Please locate every line in the records below that contains the word "lamp" and copy each of those lines.

================================

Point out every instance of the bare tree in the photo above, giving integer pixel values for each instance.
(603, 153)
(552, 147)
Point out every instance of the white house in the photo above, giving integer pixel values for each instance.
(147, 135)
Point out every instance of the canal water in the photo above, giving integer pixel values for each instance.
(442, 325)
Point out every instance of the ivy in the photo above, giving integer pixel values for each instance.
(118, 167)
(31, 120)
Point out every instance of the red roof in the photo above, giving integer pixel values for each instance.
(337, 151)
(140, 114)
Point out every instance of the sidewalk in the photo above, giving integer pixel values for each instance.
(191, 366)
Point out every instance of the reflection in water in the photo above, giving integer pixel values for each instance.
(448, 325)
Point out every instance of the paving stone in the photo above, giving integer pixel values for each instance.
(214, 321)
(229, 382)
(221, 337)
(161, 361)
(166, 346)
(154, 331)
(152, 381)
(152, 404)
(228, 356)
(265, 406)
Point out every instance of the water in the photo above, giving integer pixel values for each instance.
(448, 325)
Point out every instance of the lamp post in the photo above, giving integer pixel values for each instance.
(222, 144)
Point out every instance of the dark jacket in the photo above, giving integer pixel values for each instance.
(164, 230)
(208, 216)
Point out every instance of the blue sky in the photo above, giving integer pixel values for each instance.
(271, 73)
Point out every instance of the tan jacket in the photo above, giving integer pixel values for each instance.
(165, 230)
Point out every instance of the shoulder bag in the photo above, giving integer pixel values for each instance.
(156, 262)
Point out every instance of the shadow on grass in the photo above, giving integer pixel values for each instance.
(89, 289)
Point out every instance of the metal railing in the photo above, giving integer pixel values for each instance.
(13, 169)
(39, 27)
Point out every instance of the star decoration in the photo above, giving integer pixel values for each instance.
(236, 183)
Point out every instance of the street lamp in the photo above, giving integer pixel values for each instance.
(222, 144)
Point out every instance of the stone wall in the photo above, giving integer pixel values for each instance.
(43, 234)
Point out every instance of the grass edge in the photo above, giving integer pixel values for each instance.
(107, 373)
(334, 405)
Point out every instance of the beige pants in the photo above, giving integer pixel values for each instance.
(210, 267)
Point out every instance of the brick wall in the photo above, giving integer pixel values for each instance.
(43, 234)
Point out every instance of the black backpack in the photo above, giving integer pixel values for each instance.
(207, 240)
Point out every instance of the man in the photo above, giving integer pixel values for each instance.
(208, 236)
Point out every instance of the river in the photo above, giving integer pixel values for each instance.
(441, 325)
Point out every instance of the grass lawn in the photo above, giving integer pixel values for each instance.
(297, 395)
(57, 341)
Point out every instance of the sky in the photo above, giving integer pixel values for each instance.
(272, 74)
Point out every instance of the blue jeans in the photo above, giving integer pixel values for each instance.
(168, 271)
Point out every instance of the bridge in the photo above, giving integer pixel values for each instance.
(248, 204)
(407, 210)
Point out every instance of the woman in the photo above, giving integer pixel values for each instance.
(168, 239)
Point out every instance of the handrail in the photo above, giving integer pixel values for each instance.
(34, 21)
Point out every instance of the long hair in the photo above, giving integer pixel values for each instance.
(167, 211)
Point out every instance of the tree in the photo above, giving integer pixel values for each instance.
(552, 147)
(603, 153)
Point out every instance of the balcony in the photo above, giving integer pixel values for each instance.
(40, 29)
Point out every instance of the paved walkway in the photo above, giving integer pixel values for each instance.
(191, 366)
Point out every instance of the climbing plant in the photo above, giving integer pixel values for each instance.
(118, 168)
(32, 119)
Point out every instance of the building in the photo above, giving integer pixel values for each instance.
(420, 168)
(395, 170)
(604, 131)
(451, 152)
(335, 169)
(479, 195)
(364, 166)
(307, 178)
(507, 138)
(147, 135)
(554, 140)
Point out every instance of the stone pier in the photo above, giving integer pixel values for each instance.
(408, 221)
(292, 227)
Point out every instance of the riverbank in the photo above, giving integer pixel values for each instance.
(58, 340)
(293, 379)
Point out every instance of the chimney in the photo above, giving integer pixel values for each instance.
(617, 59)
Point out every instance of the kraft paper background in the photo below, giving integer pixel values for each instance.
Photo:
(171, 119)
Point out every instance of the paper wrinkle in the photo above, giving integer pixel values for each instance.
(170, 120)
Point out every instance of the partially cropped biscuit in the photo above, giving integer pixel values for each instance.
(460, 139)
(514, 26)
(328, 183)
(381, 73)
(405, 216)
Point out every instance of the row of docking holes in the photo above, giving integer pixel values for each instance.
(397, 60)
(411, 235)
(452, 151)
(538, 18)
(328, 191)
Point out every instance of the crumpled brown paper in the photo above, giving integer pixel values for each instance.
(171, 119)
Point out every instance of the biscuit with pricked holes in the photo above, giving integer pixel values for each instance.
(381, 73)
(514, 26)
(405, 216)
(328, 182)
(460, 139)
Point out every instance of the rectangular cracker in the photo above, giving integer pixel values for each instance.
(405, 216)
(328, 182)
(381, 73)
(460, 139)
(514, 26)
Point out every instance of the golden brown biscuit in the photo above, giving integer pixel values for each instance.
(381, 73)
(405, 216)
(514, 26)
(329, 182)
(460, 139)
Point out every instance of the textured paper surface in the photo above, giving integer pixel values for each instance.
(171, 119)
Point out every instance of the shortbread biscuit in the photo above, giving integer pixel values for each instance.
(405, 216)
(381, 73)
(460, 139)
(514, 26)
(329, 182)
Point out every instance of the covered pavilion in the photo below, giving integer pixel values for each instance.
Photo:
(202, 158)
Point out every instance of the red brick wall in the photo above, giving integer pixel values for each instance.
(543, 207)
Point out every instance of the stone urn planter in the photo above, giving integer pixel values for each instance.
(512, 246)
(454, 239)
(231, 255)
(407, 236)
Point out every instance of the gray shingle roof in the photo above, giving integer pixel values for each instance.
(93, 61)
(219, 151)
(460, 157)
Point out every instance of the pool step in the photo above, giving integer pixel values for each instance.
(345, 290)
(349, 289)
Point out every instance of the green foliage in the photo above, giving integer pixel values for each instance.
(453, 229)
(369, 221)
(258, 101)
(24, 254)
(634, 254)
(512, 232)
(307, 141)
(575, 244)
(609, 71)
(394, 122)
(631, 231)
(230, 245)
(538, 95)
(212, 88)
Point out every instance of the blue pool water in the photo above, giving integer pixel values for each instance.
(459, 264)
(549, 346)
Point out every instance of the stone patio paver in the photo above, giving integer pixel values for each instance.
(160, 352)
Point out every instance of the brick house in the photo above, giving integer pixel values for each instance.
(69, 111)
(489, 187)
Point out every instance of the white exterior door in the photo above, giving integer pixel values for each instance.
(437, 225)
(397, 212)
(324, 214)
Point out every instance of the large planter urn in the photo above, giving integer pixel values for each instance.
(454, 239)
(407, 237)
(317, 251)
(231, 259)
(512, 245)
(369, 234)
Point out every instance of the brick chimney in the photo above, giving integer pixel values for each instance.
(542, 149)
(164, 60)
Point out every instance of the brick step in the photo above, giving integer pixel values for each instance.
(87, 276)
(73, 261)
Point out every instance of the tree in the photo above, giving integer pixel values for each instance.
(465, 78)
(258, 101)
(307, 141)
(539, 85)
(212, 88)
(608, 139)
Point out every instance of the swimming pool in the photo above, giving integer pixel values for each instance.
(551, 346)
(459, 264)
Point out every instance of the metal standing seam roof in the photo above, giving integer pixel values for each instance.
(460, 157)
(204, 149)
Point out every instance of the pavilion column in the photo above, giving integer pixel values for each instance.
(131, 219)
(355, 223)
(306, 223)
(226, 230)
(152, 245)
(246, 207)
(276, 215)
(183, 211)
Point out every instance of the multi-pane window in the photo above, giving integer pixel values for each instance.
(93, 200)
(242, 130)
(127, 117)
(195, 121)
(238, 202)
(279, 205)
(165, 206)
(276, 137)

================================

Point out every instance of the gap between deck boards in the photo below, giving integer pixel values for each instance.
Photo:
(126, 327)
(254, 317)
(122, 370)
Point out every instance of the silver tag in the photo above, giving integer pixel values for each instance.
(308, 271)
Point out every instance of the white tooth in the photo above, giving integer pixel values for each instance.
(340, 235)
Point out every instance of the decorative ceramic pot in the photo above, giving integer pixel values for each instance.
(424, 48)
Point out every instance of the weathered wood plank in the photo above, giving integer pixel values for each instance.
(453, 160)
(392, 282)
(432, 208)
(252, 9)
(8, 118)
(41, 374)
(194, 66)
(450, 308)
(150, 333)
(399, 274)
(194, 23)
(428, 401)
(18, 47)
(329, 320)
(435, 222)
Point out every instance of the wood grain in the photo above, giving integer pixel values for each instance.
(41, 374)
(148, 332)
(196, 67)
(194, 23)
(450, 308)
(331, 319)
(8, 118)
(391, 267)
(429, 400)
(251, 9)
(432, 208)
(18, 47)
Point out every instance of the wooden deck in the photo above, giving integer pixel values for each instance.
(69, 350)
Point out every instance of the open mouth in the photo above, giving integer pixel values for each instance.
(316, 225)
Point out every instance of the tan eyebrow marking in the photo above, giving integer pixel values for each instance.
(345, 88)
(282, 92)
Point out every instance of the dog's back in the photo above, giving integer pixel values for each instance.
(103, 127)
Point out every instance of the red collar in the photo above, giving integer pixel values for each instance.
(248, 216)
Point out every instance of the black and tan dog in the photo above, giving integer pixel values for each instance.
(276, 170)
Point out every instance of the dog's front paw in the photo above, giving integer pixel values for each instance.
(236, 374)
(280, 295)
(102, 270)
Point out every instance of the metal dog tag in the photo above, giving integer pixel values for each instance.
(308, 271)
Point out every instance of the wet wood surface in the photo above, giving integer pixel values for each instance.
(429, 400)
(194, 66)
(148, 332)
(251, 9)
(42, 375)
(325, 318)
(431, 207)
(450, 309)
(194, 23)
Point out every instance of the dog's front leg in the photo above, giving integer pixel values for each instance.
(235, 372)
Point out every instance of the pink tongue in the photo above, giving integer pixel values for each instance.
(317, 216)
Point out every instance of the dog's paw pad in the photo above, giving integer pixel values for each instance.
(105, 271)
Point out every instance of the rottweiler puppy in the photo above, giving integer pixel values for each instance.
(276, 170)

================================

ANSWER IN FULL:
Point out every instance of the lamp post in the photo above, giving integer pixel values for each instance.
Point out every instance of the street lamp in the photo above, giving integer pixel values for each instance.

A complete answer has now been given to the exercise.